Scale the listing from the line containing "like [27, 534]." through the line containing "[1047, 742]" by rewriting every line in that range, requests included. Multiply each x and y coordinate in the answers by 2.4 and round to the nearest whole number, with halves rounded up, leaving all numbers in the requests and their format samples unchanged.

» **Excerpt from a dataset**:
<<<<

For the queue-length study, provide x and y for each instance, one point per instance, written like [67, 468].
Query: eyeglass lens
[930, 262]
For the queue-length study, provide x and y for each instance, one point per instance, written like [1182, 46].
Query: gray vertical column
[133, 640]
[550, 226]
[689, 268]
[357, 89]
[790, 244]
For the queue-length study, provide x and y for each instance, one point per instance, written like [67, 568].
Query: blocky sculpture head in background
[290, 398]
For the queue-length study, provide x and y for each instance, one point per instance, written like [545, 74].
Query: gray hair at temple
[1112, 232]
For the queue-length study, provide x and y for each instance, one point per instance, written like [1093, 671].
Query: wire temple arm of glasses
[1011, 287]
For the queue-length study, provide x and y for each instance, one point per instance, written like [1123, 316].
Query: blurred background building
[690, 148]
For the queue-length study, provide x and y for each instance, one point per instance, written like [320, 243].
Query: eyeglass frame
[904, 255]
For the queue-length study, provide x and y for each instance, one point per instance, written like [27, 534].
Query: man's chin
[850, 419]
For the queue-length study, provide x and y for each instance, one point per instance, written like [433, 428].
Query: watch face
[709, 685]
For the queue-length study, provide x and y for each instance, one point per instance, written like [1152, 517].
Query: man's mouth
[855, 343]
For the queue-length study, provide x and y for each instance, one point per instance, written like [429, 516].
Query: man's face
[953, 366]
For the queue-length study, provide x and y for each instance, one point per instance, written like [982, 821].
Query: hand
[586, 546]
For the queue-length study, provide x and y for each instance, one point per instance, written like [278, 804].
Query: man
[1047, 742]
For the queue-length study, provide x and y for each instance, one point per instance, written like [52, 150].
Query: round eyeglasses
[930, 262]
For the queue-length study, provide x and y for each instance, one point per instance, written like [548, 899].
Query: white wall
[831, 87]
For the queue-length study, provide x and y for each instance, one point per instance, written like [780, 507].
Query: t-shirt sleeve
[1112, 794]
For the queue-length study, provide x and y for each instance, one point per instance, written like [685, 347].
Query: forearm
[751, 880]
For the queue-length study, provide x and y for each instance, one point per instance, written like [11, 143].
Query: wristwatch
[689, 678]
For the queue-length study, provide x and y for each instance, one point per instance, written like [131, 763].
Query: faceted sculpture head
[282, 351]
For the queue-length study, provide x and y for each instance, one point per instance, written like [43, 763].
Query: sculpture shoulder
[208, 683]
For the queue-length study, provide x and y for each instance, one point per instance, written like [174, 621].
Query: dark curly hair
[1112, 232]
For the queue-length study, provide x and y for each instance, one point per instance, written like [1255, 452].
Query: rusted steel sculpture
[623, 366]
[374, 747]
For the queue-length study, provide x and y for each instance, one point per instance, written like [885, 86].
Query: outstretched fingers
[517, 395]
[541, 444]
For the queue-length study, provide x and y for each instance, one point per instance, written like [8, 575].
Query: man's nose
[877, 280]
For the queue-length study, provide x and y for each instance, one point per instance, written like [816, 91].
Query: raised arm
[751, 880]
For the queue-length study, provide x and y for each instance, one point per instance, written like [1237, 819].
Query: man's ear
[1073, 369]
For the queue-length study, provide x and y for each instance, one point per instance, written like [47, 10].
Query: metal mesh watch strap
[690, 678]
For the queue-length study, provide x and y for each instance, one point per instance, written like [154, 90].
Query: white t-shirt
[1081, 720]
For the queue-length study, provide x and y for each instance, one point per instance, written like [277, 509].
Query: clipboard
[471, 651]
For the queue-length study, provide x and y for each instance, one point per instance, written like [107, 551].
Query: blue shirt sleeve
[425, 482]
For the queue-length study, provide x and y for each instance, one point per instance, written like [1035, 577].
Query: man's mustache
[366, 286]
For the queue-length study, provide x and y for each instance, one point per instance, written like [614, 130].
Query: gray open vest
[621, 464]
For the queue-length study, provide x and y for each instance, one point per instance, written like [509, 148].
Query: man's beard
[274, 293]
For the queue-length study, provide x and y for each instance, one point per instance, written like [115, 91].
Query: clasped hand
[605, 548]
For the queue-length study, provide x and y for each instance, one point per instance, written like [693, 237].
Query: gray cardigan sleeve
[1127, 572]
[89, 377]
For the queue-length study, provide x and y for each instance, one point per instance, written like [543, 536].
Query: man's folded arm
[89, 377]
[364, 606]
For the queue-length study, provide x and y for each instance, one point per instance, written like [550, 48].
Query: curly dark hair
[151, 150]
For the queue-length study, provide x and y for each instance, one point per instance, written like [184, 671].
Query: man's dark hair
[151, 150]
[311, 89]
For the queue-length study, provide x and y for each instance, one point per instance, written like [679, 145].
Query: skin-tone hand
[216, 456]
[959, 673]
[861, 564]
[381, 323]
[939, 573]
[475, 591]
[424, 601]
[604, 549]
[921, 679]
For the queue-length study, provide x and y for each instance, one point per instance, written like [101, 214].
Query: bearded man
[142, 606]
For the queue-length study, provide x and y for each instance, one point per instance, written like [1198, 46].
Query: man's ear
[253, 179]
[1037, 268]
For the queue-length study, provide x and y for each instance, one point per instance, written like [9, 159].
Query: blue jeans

>>>>

» **Response**:
For the queue-length study, provide x and y for each instance, one point per instance, written like [27, 534].
Query: man's chin
[2040, 1006]
For the queue-length study, provide x and y for each instance, one point per instance, written like [433, 428].
Query: watch face
[1702, 1644]
For the queue-length study, provide x and y for each instance, one point per instance, written like [1152, 517].
Query: man's mouth
[2052, 823]
For the queue-length study, provide x and y for each instance, one point per instance, written like [429, 516].
Query: man's face
[2287, 878]
For the queue-length study, provide x and y for each instance, one point per instance, written like [982, 821].
Query: hand
[1406, 1310]
For the queue-length study, provide x and y for each instance, one point per instance, written like [278, 804].
Query: man
[2513, 1781]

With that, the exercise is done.